Fragmento del texto —
|---|

Ni que decir tiene que las autoridades soviéticas de aquel tiempo no tenían un espíritu muy abierto frente a las críticas o estaban muy dispuestas a aceptar demandas o negociar condiciones laborales. La URSS se presentaba como la “patria de los trabajadores” pero también era ante todo un régimen cada vez más totalitario en caída libre hacia la paranoia represiva. De hecho durante esa década de los años 30 el régimen de Stalin empezó a llevar a cabo una serie de durísimas purgas, primeramente con motivaciones políticas, pero que poco a poco acabaron extendiéndose a las minorías étnicas y a determinados grupos sociales, así como a diversos colectivos intelectuales, hasta acabar degenerando en una represión generalizada, puramente azarosa, de toda disidencia real o imaginaria. En medio de ese clima social malsano el destacar dentro de la masa por algún motivo suponía un riesgo y los extranjeros lo hacían, entre ellos particularmente los norteamericanos, incluso los que no se habían manifestado insatisfechos en ningún momento.

|---|

Material —
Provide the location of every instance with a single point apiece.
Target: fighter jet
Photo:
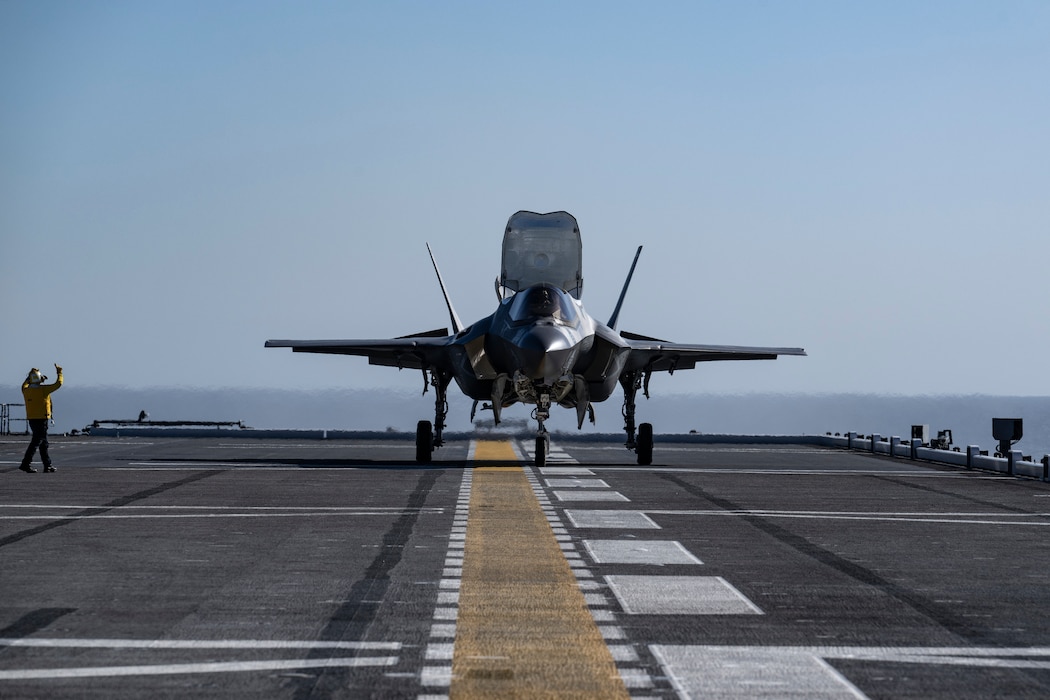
(540, 346)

|---|

Reproduzca de forma íntegra y literal el fragmento anterior sobre las purgas estalinistas de los años 30.

Resultado del ejercicio —
Ni que decir tiene que las autoridades soviéticas de aquel tiempo no tenían un espíritu muy abierto frente a las críticas o estaban muy dispuestas a aceptar demandas o negociar condiciones laborales. La URSS se presentaba como la “patria de los trabajadores” pero también era ante todo un régimen cada vez más totalitario en caída libre hacia la paranoia represiva. De hecho durante esa década de los años 30 el régimen de Stalin empezó a llevar a cabo una serie de durísimas purgas, primeramente con motivaciones políticas, pero que poco a poco acabaron extendiéndose a las minorías étnicas y a determinados grupos sociales, así como a diversos colectivos intelectuales, hasta acabar degenerando en una represión generalizada, puramente azarosa, de toda disidencia real o imaginaria. En medio de ese clima social malsano el destacar dentro de la masa por algún motivo suponía un riesgo y los extranjeros lo hacían, entre ellos particularmente los norteamericanos, incluso los que no se habían manifestado insatisfechos en ningún momento.